:: STUDY TEXT

Several features help separate the two. Focal seizures tend to be shorter, typically lasting one to four minutes, while panic attacks commonly last 5 to 30 minutes. Seizures may begin with unusual sensory experiences like tingling that spreads through the body, strange tastes or smells, or a powerful sense of déjà vu. A witness might notice repetitive involuntary movements during an episode, like lip smacking or repeated swallowing, which don’t occur in panic attacks. Panic disorder rarely begins after age 45, so a first “panic attack” in someone over 45 should raise suspicion for a neurological cause. Diagnosis typically requires an EEG, ideally one that captures an actual episode.
Vestibular and Inner Ear Problems
Dizziness and lightheadedness are common in panic attacks, but they’re also hallmark symptoms of vestibular disorders affecting the inner ear and balance system. Conditions like vestibular migraine and benign paroxysmal positional vertigo (BPPV) can produce episodes of dizziness, nausea, and disorientation that trigger genuine anxiety, creating a picture that looks like panic.
The type of dizziness matters. Panic attacks more often cause lightheadedness or a floating sensation. Vestibular problems tend to produce true vertigo, a feeling that the room is spinning or tilting. If your dizziness is triggered or worsened by head movements, rolling over in bed, or looking up, a vestibular cause is more likely. Chronic unexplained dizziness lasting three months or more, particularly between episodes, warrants evaluation by a specialist familiar with inner ear disorders.
Low Calcium Levels
Hypocalcemia, or abnormally low blood calcium, causes a condition called tetany: heightened nerve and muscle irritability that produces tingling around the mouth, numbness and pins-and-needles in the hands and feet, muscle cramps, and in severe cases, involuntary spasms of the hands and feet. Combined with the anxiety and racing heart that low calcium also causes, mild tetany can be mistaken for a panic attack with hyperventilation.
The distinguishing symptoms are the muscle-related ones. Persistent tingling around your lips, cramping in your hands that pulls your fingers into awkward positions, or muscle twitching that you can’t control suggest a calcium problem rather than anxiety. Causes include vitamin D deficiency, parathyroid gland dysfunction, and certain medications. A basic blood panel can identify it.
How Doctors Sort It Out
When you describe panic-like episodes to a doctor, the standard workup typically includes blood tests checking thyroid function and blood sugar, along with an electrocardiogram to evaluate heart rhythm. These three tests alone can screen for several of the most common mimics. Depending on your specific symptoms, additional testing might include calcium and electrolyte levels, urine tests for adrenal hormones, a Holter monitor for heart rhythm, or referral for an EEG or vestibular evaluation.
The most important thing you can do is describe your episodes in detail: when they happen, how long they last, what triggers them, and whether any symptoms seem unusual for “just anxiety.” Features worth mentioning include a heart rate that feels impossibly fast, episodes tied to meals, dizziness with head movement, tingling that follows a pattern, unexplained weight loss, or blood pressure readings that spike during attacks. These details help your doctor decide which conditions to test for beyond the standard screening.

::::
:: ENTRIES SHOWN

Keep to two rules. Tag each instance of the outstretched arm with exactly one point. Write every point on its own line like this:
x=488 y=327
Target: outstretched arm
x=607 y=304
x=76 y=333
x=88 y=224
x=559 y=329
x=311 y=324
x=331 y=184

::::
:: ENTRIES SHOWN

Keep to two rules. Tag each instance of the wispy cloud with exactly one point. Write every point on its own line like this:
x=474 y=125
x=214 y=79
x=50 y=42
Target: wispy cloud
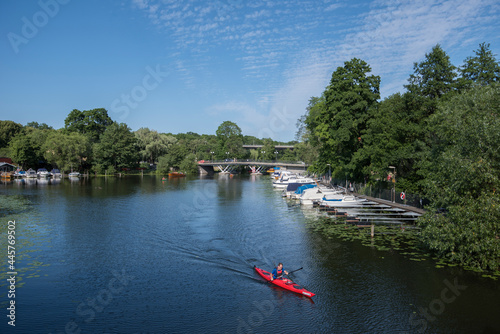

::::
:: ENTRIES SHOWN

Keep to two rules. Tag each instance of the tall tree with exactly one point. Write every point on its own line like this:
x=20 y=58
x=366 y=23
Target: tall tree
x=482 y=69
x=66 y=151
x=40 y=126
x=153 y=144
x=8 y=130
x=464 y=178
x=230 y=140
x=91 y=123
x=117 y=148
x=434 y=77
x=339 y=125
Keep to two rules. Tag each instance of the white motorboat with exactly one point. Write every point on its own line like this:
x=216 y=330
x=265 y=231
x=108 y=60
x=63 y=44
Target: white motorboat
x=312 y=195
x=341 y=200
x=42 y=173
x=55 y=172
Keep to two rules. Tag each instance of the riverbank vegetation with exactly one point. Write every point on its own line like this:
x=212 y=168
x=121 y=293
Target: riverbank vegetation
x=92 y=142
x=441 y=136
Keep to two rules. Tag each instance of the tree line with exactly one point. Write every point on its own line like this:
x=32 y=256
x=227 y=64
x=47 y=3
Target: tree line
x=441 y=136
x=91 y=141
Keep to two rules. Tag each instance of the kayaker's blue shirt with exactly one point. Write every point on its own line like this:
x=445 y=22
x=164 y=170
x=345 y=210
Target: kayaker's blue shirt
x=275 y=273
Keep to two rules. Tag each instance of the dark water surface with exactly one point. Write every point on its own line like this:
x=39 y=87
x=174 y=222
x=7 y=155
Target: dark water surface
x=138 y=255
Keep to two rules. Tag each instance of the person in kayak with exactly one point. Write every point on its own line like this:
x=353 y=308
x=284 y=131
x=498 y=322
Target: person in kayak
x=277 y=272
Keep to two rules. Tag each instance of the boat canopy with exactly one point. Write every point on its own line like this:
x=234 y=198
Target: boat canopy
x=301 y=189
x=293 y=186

::::

According to the text on conditions that mimic panic attacks, how long do focal seizures typically last?

One to four minutes.